WHAT THE TASK REQUIRES.
In the orchid thread below, print word for word the passage that begins with the words containing "I've had this" and ends with "Phrags. Any ideas?".

EXTRACT.
--- start ---
# Phrag. kovachii problem



## Hamlet (May 20, 2017)

I've had this kovachii for about a year. Bought as a small plant with one growth, it has since produced two new growths and started another one. So it's been doing well so far. Then, suddenly, it started to develop this brown spotting and yellowing on the leaf tips. It was repotted recently and is making lots of new roots, so I don't know where the problems lies. Nothing about the culture has been changed. It is watered frequently. I grow it in a mix of bark, leca and perlite with crushed oyster shells added to the mix. I've never seen this with my other Phrags. Any ideas?

Top of affected leaf:






bottom:





plant:





Thank you!


----------



## troy (May 20, 2017)

Ouch!! I know a stress response happens with this species grown too warm, as far as what that is, my guess would be fungal issue


----------



## eteson (May 21, 2017)

If it is happening only in the old growth do not worry too much, but if it is happening also in the new growths I think that would be temperature issue. As said by troy this species is very sensible to high temps.
--- end ---
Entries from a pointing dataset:
--- start ---
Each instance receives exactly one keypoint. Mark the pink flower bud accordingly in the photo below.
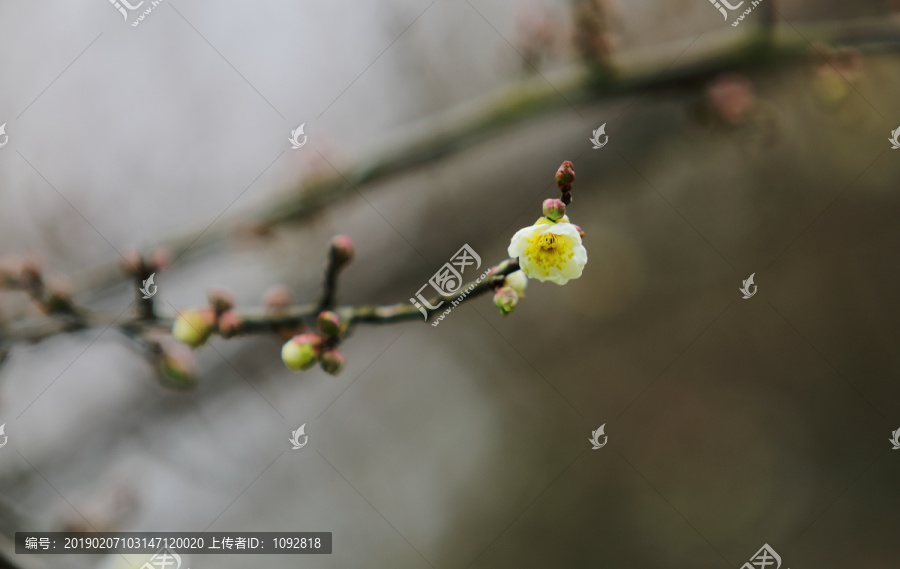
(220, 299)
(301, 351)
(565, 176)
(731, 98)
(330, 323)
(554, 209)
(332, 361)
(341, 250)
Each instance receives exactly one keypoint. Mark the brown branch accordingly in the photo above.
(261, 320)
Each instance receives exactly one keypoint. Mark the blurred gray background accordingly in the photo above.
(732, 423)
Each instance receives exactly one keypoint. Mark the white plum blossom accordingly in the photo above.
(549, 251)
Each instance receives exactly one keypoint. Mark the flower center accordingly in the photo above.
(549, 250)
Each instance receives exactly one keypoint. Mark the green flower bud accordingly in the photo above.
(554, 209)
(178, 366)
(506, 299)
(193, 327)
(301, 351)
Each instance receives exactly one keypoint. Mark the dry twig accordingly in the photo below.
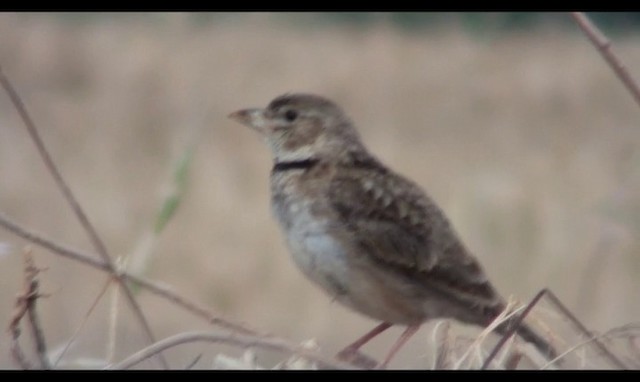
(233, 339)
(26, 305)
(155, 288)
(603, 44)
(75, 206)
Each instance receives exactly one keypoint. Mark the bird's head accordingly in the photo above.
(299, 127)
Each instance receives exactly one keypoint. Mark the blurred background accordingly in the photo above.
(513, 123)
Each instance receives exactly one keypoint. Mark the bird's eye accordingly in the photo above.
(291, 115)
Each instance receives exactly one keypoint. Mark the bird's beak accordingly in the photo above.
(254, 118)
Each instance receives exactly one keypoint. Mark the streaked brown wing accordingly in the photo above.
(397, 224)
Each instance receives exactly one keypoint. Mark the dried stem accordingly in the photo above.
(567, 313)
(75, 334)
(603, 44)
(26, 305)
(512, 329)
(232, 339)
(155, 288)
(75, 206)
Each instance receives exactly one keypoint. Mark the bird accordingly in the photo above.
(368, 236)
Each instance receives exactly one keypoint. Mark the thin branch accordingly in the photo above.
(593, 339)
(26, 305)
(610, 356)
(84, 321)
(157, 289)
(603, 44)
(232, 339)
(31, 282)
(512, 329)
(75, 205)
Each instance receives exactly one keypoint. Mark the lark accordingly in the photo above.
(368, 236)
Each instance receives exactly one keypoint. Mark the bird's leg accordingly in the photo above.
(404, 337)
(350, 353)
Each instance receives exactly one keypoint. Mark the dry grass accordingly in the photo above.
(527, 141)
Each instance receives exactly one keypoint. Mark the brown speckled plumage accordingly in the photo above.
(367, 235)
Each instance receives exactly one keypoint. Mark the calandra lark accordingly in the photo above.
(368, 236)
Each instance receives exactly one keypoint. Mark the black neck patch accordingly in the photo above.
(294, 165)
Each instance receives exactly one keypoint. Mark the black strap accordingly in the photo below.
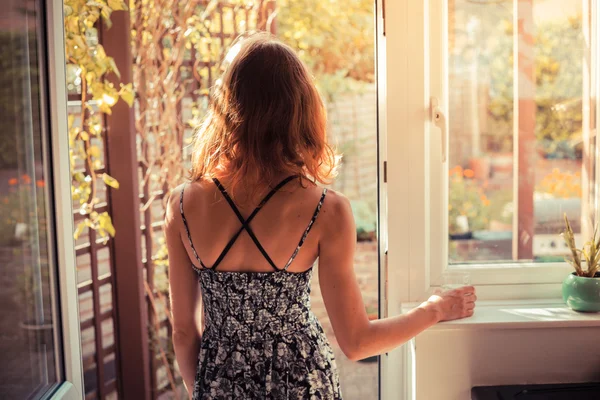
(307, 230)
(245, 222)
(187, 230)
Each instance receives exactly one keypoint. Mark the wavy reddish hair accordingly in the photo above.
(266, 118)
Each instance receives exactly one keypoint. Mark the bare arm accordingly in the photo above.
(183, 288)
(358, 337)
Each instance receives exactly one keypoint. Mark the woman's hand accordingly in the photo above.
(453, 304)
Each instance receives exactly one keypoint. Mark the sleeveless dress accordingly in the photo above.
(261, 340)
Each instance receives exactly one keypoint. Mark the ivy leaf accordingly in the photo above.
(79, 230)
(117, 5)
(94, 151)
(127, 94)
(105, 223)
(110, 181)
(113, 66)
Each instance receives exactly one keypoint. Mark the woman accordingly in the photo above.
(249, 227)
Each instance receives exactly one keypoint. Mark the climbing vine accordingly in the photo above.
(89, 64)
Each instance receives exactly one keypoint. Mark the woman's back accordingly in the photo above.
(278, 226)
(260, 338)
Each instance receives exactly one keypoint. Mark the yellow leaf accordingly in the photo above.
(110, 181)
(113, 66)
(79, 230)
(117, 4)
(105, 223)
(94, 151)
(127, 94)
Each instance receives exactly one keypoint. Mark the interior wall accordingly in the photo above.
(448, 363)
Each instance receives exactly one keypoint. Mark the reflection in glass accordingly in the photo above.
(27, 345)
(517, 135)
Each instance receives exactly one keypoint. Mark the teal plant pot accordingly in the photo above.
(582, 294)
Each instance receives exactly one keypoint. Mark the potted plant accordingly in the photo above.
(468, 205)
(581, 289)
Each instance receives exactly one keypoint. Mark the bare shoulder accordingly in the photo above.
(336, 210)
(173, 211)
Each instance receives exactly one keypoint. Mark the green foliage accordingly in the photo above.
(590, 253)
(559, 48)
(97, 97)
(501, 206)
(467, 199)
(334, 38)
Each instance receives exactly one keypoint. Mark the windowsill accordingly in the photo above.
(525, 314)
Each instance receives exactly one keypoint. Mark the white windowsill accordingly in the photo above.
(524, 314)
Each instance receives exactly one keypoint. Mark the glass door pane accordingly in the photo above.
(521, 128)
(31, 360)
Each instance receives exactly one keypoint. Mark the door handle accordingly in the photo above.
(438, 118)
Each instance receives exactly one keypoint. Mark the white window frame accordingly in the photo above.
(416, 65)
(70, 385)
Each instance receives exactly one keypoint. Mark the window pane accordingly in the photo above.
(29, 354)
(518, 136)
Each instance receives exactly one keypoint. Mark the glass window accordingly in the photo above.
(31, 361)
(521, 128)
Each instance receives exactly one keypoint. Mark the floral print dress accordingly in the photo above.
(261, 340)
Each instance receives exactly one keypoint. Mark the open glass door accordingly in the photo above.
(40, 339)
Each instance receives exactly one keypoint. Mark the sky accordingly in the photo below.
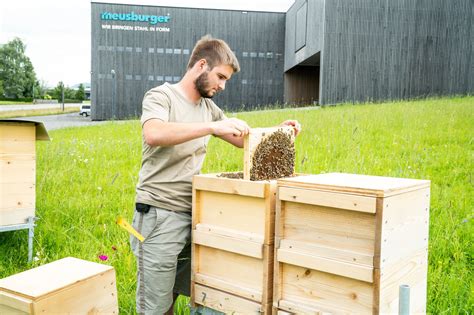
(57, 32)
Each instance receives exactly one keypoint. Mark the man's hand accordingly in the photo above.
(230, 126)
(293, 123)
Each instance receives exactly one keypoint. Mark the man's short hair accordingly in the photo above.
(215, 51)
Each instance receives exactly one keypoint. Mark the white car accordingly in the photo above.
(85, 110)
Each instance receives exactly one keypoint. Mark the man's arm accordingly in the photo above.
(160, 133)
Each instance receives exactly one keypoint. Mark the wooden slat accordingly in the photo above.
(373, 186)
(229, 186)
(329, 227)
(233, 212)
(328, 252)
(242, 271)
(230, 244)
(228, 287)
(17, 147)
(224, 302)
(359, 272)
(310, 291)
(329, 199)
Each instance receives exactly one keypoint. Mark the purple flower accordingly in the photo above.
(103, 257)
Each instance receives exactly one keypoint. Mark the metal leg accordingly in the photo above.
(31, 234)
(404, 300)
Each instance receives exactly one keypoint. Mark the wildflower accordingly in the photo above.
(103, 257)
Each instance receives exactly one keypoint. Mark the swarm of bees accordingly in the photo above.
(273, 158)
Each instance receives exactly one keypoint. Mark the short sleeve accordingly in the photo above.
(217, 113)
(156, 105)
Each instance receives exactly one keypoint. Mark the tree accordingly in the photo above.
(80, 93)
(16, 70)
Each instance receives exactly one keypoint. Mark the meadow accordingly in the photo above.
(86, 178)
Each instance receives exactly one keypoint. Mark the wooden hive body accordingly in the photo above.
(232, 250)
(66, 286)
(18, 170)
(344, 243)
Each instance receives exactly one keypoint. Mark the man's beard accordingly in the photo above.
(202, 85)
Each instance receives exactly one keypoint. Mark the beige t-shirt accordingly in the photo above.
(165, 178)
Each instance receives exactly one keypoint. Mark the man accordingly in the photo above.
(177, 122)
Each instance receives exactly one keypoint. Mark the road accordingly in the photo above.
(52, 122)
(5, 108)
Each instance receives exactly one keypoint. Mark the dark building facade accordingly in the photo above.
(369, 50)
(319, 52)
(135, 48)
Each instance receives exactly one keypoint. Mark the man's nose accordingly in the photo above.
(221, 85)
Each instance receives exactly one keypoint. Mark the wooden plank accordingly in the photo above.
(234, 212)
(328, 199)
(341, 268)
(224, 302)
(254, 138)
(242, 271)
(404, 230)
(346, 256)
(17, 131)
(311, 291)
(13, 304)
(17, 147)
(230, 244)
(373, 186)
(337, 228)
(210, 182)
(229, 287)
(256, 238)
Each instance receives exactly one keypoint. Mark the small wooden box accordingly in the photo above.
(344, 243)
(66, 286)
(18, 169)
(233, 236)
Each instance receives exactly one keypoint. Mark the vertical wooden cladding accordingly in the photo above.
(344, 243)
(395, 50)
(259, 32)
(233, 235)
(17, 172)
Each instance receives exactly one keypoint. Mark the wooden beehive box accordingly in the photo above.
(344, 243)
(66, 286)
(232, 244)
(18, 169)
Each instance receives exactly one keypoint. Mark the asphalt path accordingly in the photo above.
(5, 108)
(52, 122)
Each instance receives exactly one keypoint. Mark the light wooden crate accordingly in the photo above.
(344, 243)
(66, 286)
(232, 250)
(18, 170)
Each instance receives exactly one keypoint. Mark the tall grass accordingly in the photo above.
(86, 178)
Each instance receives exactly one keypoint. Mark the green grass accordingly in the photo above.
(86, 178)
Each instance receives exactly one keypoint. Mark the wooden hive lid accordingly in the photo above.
--- end ---
TASK OUTPUT.
I've had this kovachii for about a year. Bought as a small plant with one growth, it has since produced two new growths and started another one. So it's been doing well so far. Then, suddenly, it started to develop this brown spotting and yellowing on the leaf tips. It was repotted recently and is making lots of new roots, so I don't know where the problems lies. Nothing about the culture has been changed. It is watered frequently. I grow it in a mix of bark, leca and perlite with crushed oyster shells added to the mix. I've never seen this with my other Phrags. Any ideas?